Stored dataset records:
--
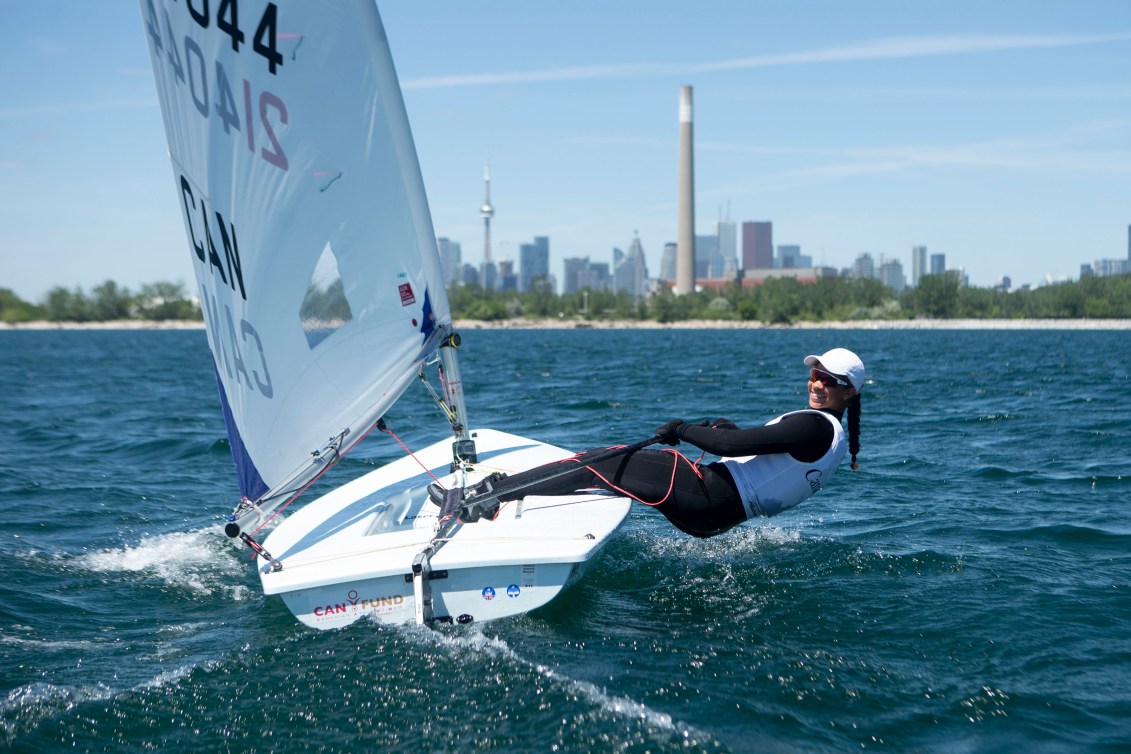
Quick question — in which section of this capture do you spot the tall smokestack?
[675,86,696,294]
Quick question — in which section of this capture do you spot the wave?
[71,527,253,601]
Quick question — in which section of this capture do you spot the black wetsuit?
[495,411,839,537]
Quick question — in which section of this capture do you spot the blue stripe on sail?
[213,358,268,501]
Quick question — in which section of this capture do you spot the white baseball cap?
[805,348,864,392]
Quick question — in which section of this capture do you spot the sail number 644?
[146,0,290,171]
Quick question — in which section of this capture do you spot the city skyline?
[0,0,1131,301]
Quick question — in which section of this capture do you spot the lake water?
[0,330,1131,752]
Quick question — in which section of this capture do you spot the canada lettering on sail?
[200,286,275,398]
[181,175,248,301]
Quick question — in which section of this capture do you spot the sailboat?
[139,0,630,629]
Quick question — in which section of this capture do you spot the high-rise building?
[852,251,875,280]
[912,246,927,287]
[435,239,463,286]
[696,235,718,280]
[674,86,696,295]
[742,223,774,270]
[518,235,550,291]
[774,243,813,270]
[880,259,907,294]
[562,257,612,294]
[710,219,739,278]
[494,259,518,292]
[659,241,679,285]
[613,236,648,301]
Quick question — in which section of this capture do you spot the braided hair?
[848,392,860,471]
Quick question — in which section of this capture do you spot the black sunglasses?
[809,370,848,388]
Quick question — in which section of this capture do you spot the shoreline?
[0,318,1131,332]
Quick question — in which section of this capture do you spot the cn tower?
[675,86,696,295]
[480,156,494,288]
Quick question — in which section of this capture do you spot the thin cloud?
[0,97,157,118]
[403,32,1131,89]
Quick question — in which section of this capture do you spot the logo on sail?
[397,283,416,306]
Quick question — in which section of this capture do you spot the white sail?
[140,0,451,501]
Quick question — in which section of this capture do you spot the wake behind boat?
[139,0,630,629]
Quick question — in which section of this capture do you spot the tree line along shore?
[0,272,1131,327]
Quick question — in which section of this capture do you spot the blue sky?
[0,0,1131,301]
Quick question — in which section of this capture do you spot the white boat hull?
[258,430,631,629]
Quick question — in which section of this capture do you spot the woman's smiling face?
[809,364,856,411]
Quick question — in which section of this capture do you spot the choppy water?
[0,330,1131,752]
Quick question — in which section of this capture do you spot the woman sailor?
[466,348,864,537]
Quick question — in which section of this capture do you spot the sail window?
[299,243,353,349]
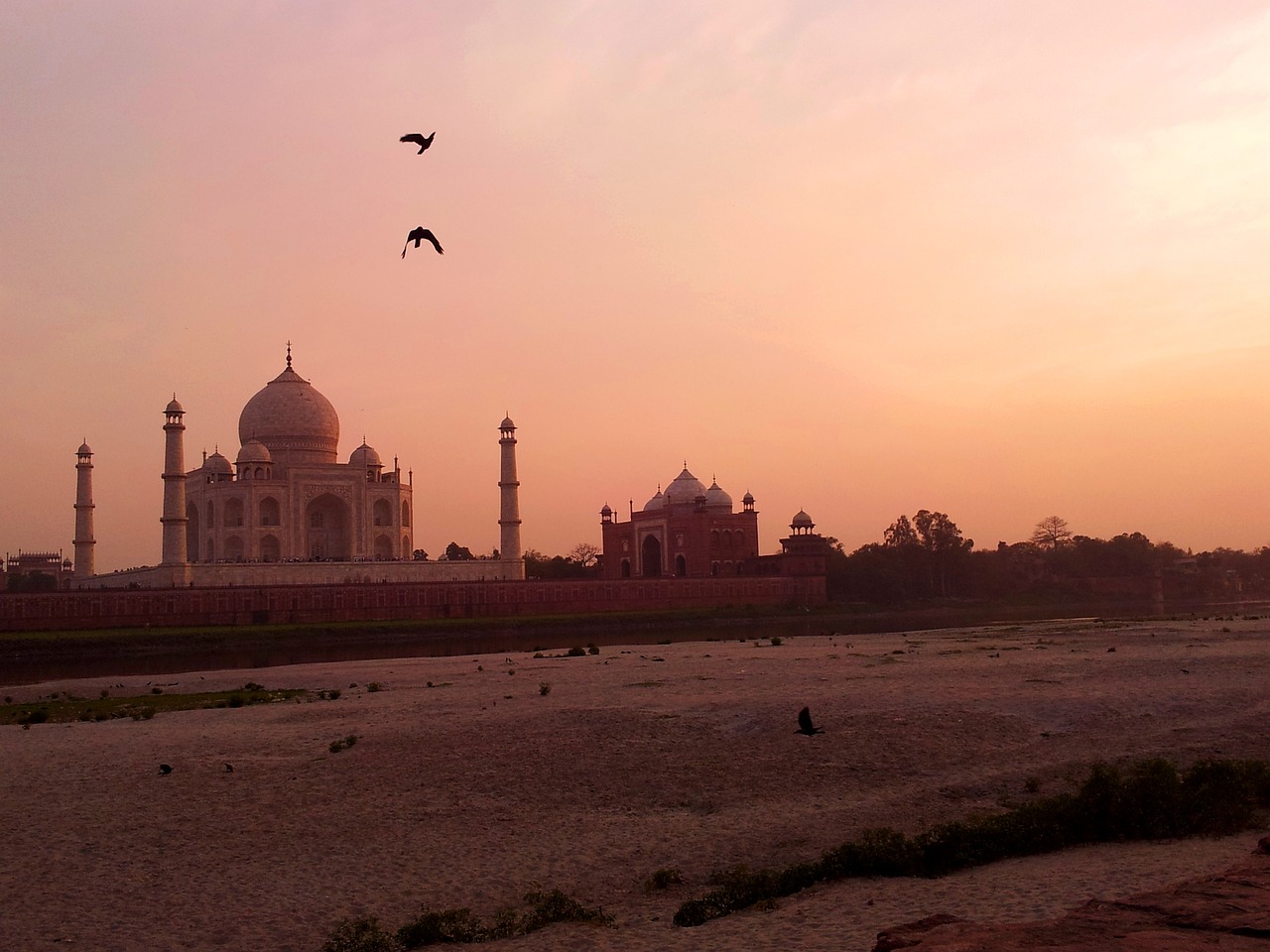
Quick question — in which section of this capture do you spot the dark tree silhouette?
[401,227,444,258]
[1029,516,1072,551]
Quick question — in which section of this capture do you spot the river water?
[12,603,1249,685]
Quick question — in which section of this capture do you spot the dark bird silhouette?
[401,132,437,155]
[794,707,825,738]
[401,227,444,258]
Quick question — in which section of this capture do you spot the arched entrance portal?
[305,493,352,562]
[640,536,662,576]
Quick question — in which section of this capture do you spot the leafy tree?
[568,542,599,568]
[883,516,917,548]
[1029,516,1072,551]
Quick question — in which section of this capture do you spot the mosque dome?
[348,439,384,468]
[203,450,234,476]
[706,480,731,513]
[666,466,706,504]
[237,439,273,466]
[239,353,339,464]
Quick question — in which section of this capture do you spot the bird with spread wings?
[399,132,437,155]
[401,226,444,258]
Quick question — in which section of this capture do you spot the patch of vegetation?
[321,915,401,952]
[644,866,684,892]
[675,758,1270,926]
[321,890,615,952]
[327,734,357,754]
[0,684,309,726]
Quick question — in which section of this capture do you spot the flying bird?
[401,227,444,258]
[794,707,825,738]
[400,132,437,155]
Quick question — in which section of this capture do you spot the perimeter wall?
[0,575,826,631]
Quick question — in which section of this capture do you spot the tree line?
[826,509,1270,604]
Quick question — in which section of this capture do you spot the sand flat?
[0,620,1270,952]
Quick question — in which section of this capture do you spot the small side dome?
[203,450,234,476]
[237,439,273,466]
[348,439,384,470]
[706,480,731,513]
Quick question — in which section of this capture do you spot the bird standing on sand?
[794,707,825,738]
[401,226,444,258]
[400,132,437,155]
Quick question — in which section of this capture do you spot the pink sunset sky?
[0,0,1270,571]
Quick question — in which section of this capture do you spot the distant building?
[0,548,73,591]
[67,345,525,588]
[599,464,828,579]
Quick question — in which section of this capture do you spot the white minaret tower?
[75,439,96,579]
[159,395,188,565]
[498,416,521,577]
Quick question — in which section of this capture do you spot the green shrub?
[396,908,481,948]
[644,866,684,892]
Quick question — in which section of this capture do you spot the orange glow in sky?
[0,0,1270,571]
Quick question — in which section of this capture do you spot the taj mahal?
[73,344,525,588]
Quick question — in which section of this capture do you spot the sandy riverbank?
[0,621,1270,952]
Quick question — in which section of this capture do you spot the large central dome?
[239,349,339,466]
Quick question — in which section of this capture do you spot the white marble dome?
[239,357,339,463]
[666,466,706,504]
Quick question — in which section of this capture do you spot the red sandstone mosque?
[599,462,826,579]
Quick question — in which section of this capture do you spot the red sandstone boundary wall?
[0,575,826,631]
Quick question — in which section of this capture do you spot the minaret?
[75,440,96,579]
[498,416,521,562]
[159,394,188,565]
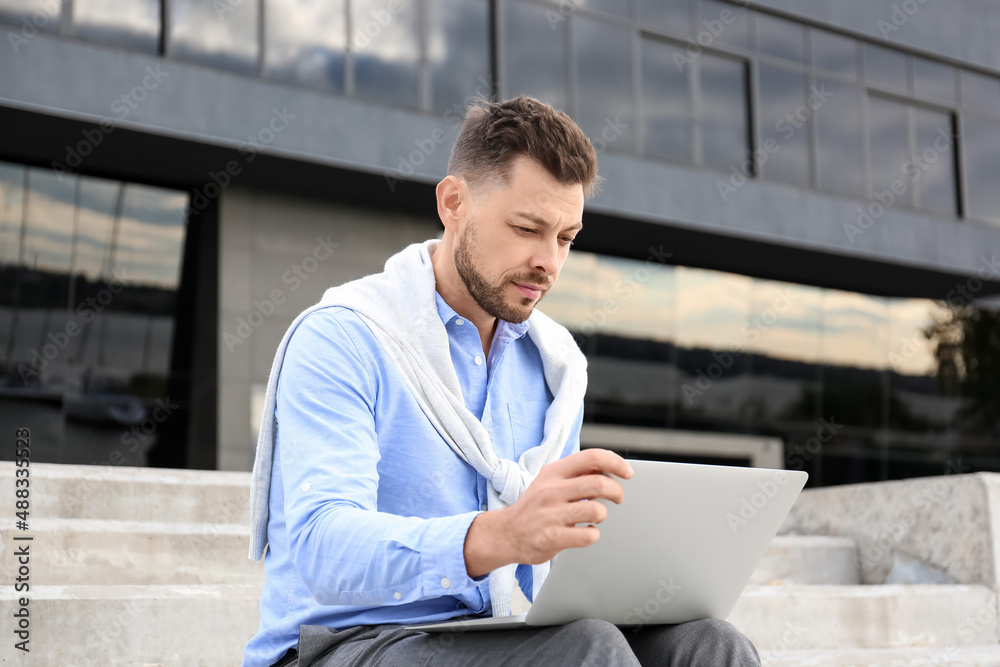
--
TASK BRIEF » Copy out, unchanged, the stretch of the records above from the line containing "the cn tower?" through the line containing "[140,0,451,501]", including both of those lines.

IN RESPONSE »
Quick question — in which section of this capture do you spot the cn tower?
[675,86,696,295]
[480,156,494,288]
Quick question — in which section of this capture do you spot the thin cloud?
[0,97,157,118]
[403,32,1131,89]
Quick question — in which section of this capture do you spot the logo on sail?
[397,283,416,306]
Quick question — in which section of this capture do you spot the white sail?
[140,0,451,501]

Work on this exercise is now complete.